··· Data lines

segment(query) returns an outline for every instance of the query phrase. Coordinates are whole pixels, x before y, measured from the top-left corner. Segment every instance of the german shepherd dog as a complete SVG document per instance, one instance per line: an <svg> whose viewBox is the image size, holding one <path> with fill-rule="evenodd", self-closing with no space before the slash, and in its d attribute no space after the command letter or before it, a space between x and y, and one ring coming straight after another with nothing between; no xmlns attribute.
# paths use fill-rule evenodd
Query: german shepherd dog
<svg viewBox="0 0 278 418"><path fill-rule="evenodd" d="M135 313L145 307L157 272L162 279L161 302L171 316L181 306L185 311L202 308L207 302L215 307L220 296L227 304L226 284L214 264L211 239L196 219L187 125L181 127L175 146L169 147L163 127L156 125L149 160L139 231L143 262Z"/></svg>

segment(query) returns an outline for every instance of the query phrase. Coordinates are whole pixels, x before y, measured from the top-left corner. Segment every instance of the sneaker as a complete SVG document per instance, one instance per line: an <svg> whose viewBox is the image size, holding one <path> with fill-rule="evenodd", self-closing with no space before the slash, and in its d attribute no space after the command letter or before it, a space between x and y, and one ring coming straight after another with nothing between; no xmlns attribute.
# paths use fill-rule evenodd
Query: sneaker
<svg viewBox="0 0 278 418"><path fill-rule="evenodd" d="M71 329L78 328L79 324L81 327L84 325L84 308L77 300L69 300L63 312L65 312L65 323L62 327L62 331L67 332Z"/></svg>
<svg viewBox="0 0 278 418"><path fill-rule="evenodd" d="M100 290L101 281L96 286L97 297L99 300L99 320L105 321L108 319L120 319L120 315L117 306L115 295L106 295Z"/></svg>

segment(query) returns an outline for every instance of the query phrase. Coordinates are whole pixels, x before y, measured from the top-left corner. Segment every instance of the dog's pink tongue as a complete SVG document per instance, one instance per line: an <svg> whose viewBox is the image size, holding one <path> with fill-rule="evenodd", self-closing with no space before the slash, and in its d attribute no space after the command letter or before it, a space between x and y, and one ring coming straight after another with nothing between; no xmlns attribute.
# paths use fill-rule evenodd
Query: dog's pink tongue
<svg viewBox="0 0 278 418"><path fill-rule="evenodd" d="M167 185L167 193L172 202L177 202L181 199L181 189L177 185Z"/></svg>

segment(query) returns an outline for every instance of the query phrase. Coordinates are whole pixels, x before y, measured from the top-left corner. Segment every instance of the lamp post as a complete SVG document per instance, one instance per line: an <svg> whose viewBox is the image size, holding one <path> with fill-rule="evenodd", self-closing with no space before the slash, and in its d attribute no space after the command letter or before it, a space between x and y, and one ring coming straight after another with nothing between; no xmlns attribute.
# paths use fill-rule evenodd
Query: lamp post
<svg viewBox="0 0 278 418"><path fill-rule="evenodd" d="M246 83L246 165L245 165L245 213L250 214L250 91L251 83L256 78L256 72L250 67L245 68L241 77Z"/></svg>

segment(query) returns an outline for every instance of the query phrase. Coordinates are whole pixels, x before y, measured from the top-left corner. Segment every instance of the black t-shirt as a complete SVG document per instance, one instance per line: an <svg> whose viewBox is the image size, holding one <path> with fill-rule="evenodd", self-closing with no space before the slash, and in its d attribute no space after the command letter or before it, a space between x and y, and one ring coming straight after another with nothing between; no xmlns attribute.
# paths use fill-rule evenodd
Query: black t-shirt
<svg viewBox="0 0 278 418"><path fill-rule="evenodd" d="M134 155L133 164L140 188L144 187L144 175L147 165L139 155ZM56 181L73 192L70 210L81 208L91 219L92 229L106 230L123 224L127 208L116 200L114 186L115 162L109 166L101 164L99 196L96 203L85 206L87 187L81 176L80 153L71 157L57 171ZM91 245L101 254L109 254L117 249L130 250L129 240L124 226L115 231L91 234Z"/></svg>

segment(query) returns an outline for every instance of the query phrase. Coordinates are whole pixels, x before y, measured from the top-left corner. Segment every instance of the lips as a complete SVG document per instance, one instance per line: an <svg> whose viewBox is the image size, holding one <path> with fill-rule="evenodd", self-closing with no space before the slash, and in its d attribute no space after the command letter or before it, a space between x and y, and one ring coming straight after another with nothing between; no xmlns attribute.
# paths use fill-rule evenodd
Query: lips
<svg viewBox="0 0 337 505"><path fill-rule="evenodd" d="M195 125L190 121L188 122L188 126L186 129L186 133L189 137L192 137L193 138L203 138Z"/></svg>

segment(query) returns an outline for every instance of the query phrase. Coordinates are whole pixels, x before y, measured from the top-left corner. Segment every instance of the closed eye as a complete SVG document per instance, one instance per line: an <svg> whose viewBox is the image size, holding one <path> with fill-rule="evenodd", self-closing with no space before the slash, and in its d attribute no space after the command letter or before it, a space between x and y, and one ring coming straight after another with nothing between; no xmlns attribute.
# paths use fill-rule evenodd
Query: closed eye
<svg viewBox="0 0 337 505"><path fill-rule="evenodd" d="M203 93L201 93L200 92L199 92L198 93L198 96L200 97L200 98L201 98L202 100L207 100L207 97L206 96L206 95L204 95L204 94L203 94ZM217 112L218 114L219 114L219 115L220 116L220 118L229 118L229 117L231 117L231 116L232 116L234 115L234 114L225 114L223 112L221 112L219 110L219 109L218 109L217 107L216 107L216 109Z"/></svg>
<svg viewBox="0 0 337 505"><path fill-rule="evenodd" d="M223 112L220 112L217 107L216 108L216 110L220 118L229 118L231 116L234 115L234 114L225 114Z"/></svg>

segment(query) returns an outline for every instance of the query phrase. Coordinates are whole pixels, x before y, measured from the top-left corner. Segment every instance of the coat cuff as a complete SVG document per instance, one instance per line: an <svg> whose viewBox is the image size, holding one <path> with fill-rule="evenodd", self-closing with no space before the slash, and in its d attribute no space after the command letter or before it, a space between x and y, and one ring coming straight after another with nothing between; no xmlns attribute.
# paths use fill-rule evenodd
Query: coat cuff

······

### Goal
Rewrite the listing lines starting at the line that contains "of the coat" and ending at the last line of the listing, changing "coat cuff" to "jacket sleeve" and keeping everything else the same.

### Task response
segment(query) returns an outline for every instance of the query phrase. Coordinates are whole pixels, x before y, measured from the top-left corner. Segment every instance of the jacket sleeve as a complete SVG document per instance, one instance per line: an <svg> whose viewBox is the image size, holding one <path> with fill-rule="evenodd", self-closing with no space before the slash, and in its d attribute no space after the command letter or before it, a space between x and y, and one ring coming straight after another with nothing between; no xmlns attribute.
# paths use fill-rule evenodd
Query: jacket sleeve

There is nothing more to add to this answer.